**Excerpts from a dataset**
◆ ◆ ◆ ◆ ◆ ◆ ◆

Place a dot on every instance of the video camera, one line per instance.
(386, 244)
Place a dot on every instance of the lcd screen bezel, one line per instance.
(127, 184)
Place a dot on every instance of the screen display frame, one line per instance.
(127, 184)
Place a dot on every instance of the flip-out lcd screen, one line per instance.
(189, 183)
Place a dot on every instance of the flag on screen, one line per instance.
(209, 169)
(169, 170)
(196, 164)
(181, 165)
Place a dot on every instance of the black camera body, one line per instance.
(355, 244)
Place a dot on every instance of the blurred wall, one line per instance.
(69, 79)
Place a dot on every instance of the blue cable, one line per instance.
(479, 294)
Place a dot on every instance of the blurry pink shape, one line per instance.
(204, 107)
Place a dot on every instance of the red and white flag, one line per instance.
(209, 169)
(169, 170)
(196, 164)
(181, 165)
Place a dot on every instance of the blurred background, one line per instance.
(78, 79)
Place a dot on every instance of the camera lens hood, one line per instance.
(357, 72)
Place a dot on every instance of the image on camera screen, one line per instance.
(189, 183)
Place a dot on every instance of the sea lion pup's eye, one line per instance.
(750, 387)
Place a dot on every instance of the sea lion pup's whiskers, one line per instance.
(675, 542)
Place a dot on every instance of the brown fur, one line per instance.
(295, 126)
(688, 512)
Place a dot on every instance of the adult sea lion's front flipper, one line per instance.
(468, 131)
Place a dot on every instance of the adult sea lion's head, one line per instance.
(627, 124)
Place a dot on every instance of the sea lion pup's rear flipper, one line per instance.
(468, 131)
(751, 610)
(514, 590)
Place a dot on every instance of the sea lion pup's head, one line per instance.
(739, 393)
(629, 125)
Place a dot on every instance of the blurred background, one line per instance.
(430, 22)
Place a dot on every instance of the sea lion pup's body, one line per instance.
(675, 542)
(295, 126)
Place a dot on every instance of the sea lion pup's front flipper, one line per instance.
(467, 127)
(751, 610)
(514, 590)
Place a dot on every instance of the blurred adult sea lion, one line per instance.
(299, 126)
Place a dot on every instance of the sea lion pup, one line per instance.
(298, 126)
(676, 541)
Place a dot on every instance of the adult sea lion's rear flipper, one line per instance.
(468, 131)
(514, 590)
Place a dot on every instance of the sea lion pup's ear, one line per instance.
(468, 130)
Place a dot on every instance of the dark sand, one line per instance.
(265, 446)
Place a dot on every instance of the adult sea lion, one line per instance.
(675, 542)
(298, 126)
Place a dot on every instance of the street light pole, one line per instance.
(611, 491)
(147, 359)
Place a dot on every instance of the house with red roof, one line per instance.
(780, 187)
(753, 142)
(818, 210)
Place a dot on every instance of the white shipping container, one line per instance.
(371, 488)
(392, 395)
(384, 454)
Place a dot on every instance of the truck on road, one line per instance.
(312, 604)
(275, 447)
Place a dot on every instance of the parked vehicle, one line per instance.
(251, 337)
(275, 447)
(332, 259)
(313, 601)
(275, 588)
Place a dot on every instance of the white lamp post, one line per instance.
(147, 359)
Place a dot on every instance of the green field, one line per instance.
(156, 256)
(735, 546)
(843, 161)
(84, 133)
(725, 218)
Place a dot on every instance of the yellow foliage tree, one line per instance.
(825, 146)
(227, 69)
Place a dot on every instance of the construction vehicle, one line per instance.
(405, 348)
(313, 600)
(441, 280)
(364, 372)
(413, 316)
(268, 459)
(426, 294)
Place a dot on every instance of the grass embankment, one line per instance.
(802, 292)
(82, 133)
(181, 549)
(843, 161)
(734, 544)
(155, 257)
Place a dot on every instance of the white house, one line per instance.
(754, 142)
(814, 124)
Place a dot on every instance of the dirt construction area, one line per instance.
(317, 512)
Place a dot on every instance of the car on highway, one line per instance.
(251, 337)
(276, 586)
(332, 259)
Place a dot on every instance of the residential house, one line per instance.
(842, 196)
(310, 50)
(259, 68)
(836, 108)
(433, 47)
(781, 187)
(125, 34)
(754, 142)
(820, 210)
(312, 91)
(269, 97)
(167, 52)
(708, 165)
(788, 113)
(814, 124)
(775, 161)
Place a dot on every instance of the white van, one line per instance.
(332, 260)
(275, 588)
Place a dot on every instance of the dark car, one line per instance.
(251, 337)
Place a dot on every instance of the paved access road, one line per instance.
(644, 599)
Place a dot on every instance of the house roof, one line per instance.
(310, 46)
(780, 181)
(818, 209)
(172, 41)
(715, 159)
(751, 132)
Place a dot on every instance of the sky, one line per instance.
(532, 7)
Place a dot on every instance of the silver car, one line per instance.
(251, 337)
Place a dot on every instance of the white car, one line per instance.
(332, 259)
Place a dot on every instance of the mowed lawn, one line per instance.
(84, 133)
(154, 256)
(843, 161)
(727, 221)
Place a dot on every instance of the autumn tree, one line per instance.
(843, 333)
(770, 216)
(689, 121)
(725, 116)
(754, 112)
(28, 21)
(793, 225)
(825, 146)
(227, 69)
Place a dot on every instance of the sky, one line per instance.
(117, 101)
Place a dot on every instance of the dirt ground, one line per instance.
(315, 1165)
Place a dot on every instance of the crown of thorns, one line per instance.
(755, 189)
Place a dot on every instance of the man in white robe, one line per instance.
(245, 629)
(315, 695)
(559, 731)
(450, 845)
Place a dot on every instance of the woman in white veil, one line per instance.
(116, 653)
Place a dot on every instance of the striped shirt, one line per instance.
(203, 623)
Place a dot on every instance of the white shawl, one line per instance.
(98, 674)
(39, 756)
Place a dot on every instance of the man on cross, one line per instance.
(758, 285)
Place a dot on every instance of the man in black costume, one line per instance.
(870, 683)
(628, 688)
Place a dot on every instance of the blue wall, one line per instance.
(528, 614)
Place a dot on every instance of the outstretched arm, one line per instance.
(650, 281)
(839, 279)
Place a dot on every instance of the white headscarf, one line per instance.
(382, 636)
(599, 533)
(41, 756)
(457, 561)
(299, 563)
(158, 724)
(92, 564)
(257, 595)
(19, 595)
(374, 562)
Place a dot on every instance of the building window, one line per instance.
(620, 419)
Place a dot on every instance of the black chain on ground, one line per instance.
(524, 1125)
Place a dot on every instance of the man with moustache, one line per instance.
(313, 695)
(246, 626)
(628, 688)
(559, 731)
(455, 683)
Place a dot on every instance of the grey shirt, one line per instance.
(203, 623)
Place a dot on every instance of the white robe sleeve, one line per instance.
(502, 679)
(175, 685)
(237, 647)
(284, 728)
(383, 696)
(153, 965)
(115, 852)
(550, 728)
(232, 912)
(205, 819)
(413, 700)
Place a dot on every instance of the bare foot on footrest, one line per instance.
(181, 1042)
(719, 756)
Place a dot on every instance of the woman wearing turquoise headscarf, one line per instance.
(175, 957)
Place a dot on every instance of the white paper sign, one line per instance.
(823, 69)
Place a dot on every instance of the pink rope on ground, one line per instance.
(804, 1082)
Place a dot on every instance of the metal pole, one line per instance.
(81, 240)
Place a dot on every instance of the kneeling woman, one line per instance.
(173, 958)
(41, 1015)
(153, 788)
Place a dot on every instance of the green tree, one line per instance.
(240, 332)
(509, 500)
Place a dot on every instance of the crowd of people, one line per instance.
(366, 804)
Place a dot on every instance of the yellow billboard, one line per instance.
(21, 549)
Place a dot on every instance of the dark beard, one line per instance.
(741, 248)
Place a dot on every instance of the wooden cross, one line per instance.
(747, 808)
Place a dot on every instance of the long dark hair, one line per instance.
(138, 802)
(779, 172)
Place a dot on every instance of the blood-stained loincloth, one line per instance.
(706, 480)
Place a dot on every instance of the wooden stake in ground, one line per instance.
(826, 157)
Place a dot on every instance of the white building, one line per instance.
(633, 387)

◆ ◆ ◆ ◆ ◆ ◆ ◆

**TASK PROMPT**
Each of the entries above should be written out again exactly.

**ANSWER SPACE**
Place a dot on every instance of the video camera, one line per instance.
(386, 244)
Place a dot on every instance of the lcd screen bezel, one line per instance.
(127, 184)
Place a dot on every instance of the screen display frame, one line per instance.
(127, 184)
Place a dot on every instance of the flip-out lcd screen, one line per instance.
(189, 183)
Place a dot on every instance of the flag on screen, one line per instance.
(209, 169)
(169, 170)
(196, 164)
(181, 165)
Place a dot on every instance of the black camera body, one line per instance.
(355, 244)
Place a dot on every instance of the blurred wall, one line per instance.
(69, 79)
Place a dot on every instance of the blue cable, one line per instance.
(479, 294)
Place a dot on every instance of the blurry pink shape, one line per instance.
(204, 107)
Place a dot on every instance of the red and white flag, one line per instance.
(209, 169)
(169, 170)
(196, 164)
(181, 165)
Place a dot on every instance of the blurred background, one line per instance.
(78, 79)
Place a dot on every instance of the camera lens hood, one line per instance.
(357, 72)
Place a dot on every instance of the image on camera screen, one line per instance.
(189, 183)
Place a dot on every instance of the sea lion pup's eye, one line per instance.
(750, 387)
Place a dot on every instance of the sea lion pup's whiskers, one line per instance.
(675, 542)
Place a dot on every instance of the brown fur, one line per instance.
(295, 126)
(688, 512)
Place a dot on every instance of the adult sea lion's front flipper, one line per instance.
(468, 131)
Place a dot on every instance of the adult sea lion's head, one line per instance.
(627, 124)
Place a dot on every instance of the sea lion pup's rear flipper, one line per instance.
(468, 131)
(751, 610)
(514, 590)
Place a dot on every instance of the sea lion pup's head, one line per instance.
(739, 393)
(629, 125)
Place a dot on every instance of the blurred background, one line per instance.
(430, 22)
Place a dot on every instance of the sea lion pup's body, one line per instance.
(675, 542)
(295, 126)
Place a dot on every instance of the sea lion pup's front flipper, one line per instance.
(467, 127)
(751, 610)
(514, 590)
Place a dot on every instance of the blurred adult sea lion, one line per instance.
(299, 126)
Place a dot on every instance of the sea lion pup, one line per instance.
(298, 126)
(676, 541)
Place a dot on every instance of the adult sea lion's rear flipper, one line per instance.
(468, 131)
(514, 590)
Place a dot on every instance of the sea lion pup's ear, one line per instance.
(468, 130)
Place a dot on every instance of the dark sand, one line per instance.
(265, 446)
Place a dot on every instance of the adult sea lion, one line per instance.
(675, 542)
(298, 126)
Place a dot on every instance of the street light pole, one line per instance.
(611, 491)
(147, 359)
Place a dot on every instance of the house with red roof, one line per instance.
(780, 187)
(753, 142)
(818, 210)
Place a dot on every instance of the white shipping container, one line per instance.
(371, 488)
(392, 395)
(384, 454)
Place a dot on every instance of the truck on road, one line per instance.
(312, 604)
(275, 447)
Place a dot on every instance of the parked vehicle, one line per instance.
(251, 337)
(275, 447)
(332, 259)
(313, 601)
(275, 588)
Place a dot on every instance of the white lamp post, one line per instance.
(147, 359)
Place a dot on every instance of the green field, one line per instance.
(156, 256)
(735, 546)
(843, 161)
(84, 133)
(725, 218)
Place a dot on every instance of the yellow foliage tree, one line per instance.
(825, 146)
(227, 69)
Place a dot on every instance of the construction vehicle, one line per instance.
(405, 348)
(313, 600)
(441, 280)
(364, 372)
(413, 316)
(268, 459)
(426, 294)
Place a dot on every instance of the grass embankment, one line per instance.
(802, 292)
(82, 133)
(181, 549)
(843, 161)
(734, 544)
(155, 257)
Place a dot on every instance of the white house, one line per instance.
(754, 142)
(814, 124)
Place a dot on every instance of the dirt construction area, one line per instance.
(317, 512)
Place a dot on every instance of the car on highway, one line per instance.
(251, 337)
(276, 586)
(332, 259)
Place a dot on every instance of the residential house, one line per instance.
(842, 196)
(310, 50)
(259, 68)
(836, 108)
(433, 47)
(781, 187)
(125, 34)
(754, 142)
(820, 210)
(312, 91)
(269, 97)
(167, 52)
(708, 165)
(788, 113)
(814, 124)
(775, 161)
Place a dot on every instance of the white van, one line per instance.
(332, 260)
(275, 588)
Place a dot on every instance of the dark car, one line per instance.
(251, 337)
Place a dot on every instance of the paved access road, one line per instance.
(644, 599)
Place a dot on every instance of the house roof, one line per instance.
(310, 46)
(780, 181)
(818, 209)
(172, 41)
(715, 159)
(751, 132)
Place a dot on every instance of the sky, one line per instance.
(532, 7)
Place a dot on every instance of the silver car, one line per instance.
(251, 337)
Place a dot on every instance of the white car, one line per instance.
(332, 259)
Place a dot on every instance of the mowed lawn, one line per instance.
(84, 133)
(154, 256)
(843, 161)
(727, 221)
Place a dot on every instance of the autumn tree, one line per instance.
(843, 333)
(770, 216)
(689, 121)
(725, 116)
(754, 112)
(28, 21)
(793, 225)
(825, 146)
(227, 69)
Place a dot on every instance of the sky, one line per instance.
(117, 101)
Place a dot on every instance of the dirt ground, one line per instance.
(315, 1165)
Place a dot on every instance of the crown of thorns, one line per instance.
(755, 189)
Place a dot on every instance of the man in white robe, one line per instance.
(245, 629)
(315, 695)
(559, 731)
(450, 845)
Place a dot on every instance of the woman in white veil, one line per instance.
(116, 653)
Place a dot on every instance of the striped shirt, one line per instance.
(203, 623)
Place a dot on every instance of the white shawl, one line per instance.
(98, 674)
(39, 756)
Place a dot on every instance of the man on cross, one line per instance.
(758, 285)
Place a dot on every instance of the man in black costume, one line per instance.
(870, 683)
(628, 688)
Place a dot on every instance of the blue wall, one line per instance.
(528, 614)
Place a dot on every instance of the outstretched arm, one line per instance.
(650, 281)
(839, 279)
Place a dot on every instance of the white headscarf, one line per instance.
(382, 636)
(599, 533)
(41, 756)
(457, 561)
(299, 563)
(158, 724)
(92, 564)
(257, 595)
(19, 595)
(374, 562)
Place a dot on every instance of the building window, one line per instance.
(620, 419)
Place a dot on every instance of the black chain on ground, one line per instance.
(524, 1125)
Place a dot on every instance of the man with moustache, one line per instance.
(313, 695)
(246, 626)
(628, 688)
(559, 731)
(455, 683)
Place a dot on every instance of the grey shirt, one line per instance.
(203, 623)
Place a dot on every instance of the white robe sleeve, one line per instance.
(502, 679)
(175, 685)
(237, 647)
(284, 728)
(383, 696)
(153, 965)
(115, 852)
(550, 728)
(232, 912)
(205, 819)
(413, 700)
Place a dot on every instance of the bare foot on footrest, one line per instance.
(181, 1042)
(719, 756)
Place a dot on every instance of the woman wearing turquoise headscarf, one line per instance.
(175, 957)
Place a dot on every instance of the white paper sign, one line per instance.
(823, 69)
Place a dot on every instance of the pink rope on ground, one line per instance.
(804, 1082)
Place a dot on every instance of the metal pole, one line per instance.
(81, 240)
Place a dot on every instance of the kneeling woman, one line per instance.
(173, 958)
(41, 1015)
(153, 788)
Place a dot on every instance of the green tree, one line per instance.
(240, 332)
(509, 500)
Place a dot on every instance of the crowd of people, one line per instance.
(366, 804)
Place a dot on every instance of the yellow billboard, one line per instance.
(21, 549)
Place a dot on every instance of the dark beard, one line per instance.
(741, 248)
Place a dot on every instance of the wooden cross, one line per instance.
(747, 808)
Place a dot on every instance of the long dark hair, one line per instance.
(138, 802)
(779, 172)
Place a dot on every instance of the blood-stained loincloth, one line per instance.
(706, 480)
Place a dot on every instance of the wooden stake in ground, one line per instance.
(826, 157)
Place a dot on every instance of the white building, one line per instance.
(633, 387)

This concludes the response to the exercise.